▶ [Work to be completed]: The lines to extract run from the start of the records through the line with "Q: For the photo above, point to the green leaf, giving", both ends included; drop the pictures.
Supplied entries: Begin
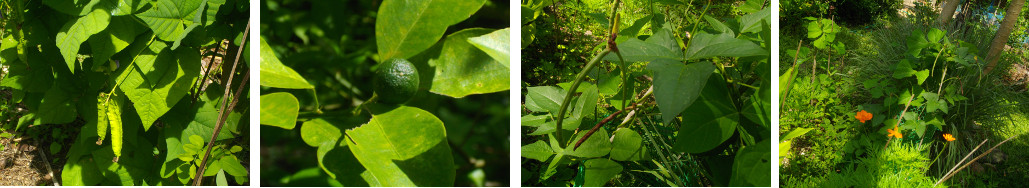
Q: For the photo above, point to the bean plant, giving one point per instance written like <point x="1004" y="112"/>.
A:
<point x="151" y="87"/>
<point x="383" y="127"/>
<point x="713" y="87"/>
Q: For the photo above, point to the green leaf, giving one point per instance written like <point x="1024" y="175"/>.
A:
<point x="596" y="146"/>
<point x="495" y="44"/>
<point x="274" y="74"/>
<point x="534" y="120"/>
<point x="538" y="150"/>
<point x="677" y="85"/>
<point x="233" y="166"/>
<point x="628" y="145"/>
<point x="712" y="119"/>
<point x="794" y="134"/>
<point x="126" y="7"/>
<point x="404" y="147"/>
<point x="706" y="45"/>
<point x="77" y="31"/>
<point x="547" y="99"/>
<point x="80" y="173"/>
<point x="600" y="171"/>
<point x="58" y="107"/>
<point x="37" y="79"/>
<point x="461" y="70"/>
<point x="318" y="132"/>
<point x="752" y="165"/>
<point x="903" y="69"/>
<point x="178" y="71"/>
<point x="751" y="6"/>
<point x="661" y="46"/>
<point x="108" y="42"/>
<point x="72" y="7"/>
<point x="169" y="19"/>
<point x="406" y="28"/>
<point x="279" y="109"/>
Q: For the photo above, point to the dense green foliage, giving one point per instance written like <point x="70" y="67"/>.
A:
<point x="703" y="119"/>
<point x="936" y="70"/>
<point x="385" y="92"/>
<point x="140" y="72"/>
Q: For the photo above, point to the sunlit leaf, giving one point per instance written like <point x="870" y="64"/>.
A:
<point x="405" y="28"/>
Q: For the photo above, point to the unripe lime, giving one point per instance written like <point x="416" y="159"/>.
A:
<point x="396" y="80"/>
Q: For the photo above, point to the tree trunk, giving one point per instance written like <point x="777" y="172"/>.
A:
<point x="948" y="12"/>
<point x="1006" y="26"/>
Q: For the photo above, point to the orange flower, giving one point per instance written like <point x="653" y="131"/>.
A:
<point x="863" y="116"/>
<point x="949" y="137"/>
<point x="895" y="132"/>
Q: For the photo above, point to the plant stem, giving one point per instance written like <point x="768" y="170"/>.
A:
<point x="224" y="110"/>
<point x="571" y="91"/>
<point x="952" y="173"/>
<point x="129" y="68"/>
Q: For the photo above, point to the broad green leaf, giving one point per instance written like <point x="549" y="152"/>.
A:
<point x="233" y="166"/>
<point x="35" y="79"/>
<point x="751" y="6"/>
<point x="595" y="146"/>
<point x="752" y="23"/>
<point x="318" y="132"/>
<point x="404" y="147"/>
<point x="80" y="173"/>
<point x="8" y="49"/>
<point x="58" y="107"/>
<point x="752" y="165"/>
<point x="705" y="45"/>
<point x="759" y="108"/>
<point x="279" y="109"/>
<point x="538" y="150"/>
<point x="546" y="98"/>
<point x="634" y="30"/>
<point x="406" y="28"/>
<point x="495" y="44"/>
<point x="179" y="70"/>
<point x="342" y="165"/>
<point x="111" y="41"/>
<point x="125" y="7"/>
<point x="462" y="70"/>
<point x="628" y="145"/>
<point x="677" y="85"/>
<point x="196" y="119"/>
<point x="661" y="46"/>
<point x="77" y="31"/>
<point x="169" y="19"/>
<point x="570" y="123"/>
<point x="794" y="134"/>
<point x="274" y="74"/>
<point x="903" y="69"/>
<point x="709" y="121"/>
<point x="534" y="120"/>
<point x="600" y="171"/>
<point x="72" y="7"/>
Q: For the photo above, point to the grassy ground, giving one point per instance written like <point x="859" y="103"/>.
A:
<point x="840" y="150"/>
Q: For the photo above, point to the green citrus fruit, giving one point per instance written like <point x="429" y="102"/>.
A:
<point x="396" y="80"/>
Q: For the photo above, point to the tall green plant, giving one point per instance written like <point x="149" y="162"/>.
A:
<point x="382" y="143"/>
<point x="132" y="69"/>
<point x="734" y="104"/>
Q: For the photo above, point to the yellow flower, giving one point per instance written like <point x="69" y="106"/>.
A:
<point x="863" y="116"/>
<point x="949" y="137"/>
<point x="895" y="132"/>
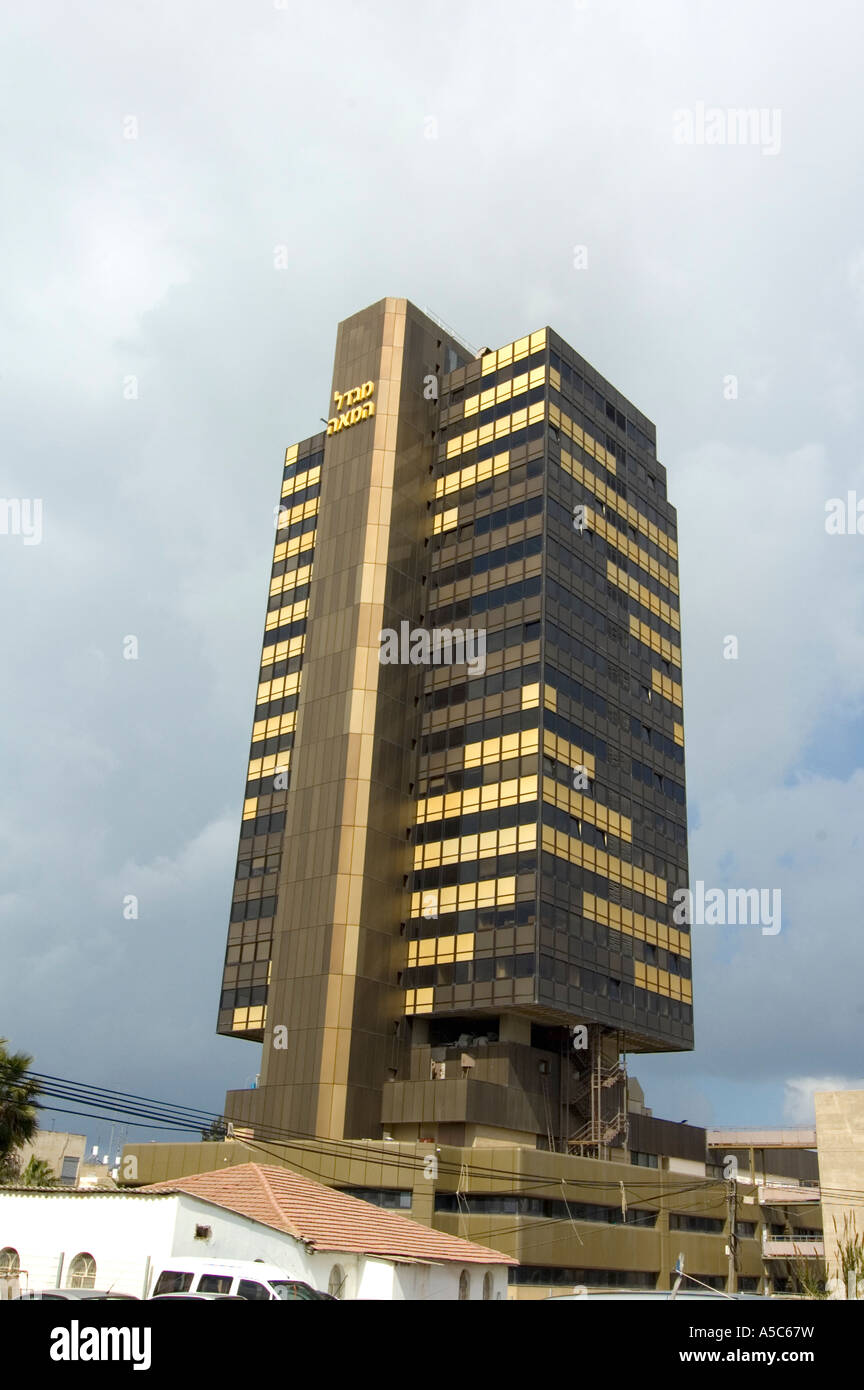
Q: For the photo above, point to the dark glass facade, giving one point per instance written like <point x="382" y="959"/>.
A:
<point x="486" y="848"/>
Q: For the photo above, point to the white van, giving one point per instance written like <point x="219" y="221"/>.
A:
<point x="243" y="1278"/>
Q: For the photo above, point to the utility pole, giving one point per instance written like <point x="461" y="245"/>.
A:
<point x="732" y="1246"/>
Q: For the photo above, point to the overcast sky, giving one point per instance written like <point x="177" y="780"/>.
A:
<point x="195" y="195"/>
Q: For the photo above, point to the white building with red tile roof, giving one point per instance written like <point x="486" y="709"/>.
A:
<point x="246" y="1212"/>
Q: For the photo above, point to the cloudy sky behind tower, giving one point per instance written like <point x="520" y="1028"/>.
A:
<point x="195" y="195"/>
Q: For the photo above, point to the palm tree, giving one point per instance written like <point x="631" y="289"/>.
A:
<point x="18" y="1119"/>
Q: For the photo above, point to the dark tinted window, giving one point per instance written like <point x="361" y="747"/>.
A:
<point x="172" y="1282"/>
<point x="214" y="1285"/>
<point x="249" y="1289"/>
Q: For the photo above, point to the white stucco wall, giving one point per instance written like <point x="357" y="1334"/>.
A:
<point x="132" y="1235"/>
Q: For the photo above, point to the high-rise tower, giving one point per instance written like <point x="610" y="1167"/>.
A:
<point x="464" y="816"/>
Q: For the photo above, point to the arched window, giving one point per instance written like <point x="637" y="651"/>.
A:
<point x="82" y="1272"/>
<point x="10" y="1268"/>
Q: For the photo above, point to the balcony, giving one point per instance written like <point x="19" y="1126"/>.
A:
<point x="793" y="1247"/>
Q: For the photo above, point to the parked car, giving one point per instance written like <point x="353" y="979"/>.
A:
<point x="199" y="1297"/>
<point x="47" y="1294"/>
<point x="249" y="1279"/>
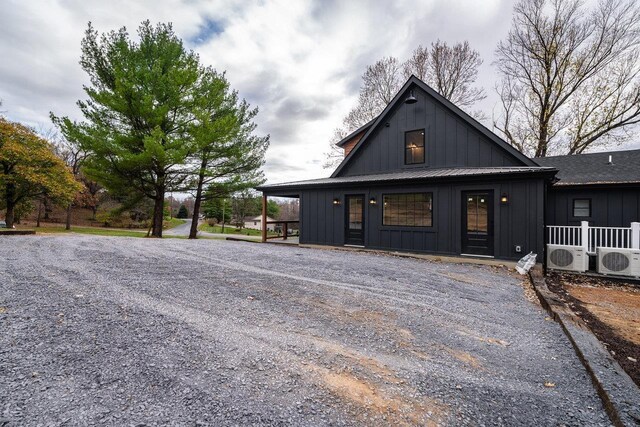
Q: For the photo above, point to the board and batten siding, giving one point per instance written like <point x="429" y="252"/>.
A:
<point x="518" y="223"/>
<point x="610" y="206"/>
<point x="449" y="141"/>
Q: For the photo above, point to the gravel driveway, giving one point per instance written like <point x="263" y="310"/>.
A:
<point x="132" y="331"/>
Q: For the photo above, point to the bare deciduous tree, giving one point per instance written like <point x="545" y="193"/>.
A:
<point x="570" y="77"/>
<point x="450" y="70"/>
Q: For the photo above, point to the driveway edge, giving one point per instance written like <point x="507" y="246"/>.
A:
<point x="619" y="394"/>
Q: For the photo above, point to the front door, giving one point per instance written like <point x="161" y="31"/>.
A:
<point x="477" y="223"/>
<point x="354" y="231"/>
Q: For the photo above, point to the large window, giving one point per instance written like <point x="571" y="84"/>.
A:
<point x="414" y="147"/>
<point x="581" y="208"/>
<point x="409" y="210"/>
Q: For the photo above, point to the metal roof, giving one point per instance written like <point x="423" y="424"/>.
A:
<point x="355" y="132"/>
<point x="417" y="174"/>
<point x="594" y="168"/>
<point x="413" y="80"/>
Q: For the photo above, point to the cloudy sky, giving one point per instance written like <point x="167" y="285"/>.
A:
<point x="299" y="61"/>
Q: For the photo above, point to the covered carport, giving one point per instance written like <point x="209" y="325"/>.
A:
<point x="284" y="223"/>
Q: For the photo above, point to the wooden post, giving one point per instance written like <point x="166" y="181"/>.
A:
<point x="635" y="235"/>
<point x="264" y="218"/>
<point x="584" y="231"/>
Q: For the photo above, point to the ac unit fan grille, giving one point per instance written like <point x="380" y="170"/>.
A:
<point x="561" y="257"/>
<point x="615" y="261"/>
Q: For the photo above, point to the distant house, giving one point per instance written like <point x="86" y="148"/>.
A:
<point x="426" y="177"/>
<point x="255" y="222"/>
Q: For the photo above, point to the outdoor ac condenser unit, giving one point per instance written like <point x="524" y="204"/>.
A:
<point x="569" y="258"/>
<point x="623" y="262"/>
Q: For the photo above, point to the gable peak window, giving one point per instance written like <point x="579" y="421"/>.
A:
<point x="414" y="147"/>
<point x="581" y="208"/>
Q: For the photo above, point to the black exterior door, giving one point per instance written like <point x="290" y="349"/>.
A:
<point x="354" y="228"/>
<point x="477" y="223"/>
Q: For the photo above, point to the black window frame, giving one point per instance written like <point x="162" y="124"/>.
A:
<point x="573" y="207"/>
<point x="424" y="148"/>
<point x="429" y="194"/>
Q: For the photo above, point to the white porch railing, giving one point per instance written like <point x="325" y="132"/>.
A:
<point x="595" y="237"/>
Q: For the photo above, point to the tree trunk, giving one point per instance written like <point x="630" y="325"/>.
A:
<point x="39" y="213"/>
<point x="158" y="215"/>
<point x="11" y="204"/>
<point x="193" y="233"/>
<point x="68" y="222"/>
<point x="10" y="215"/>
Supplied entries: End
▶ [Solution to this problem]:
Q: For the photo above, point to the bean plant, giving one point per instance written like <point x="1004" y="112"/>.
A:
<point x="151" y="87"/>
<point x="383" y="127"/>
<point x="713" y="87"/>
Q: For the photo above, point to the green leaf, giving one point per instance written like <point x="1024" y="175"/>.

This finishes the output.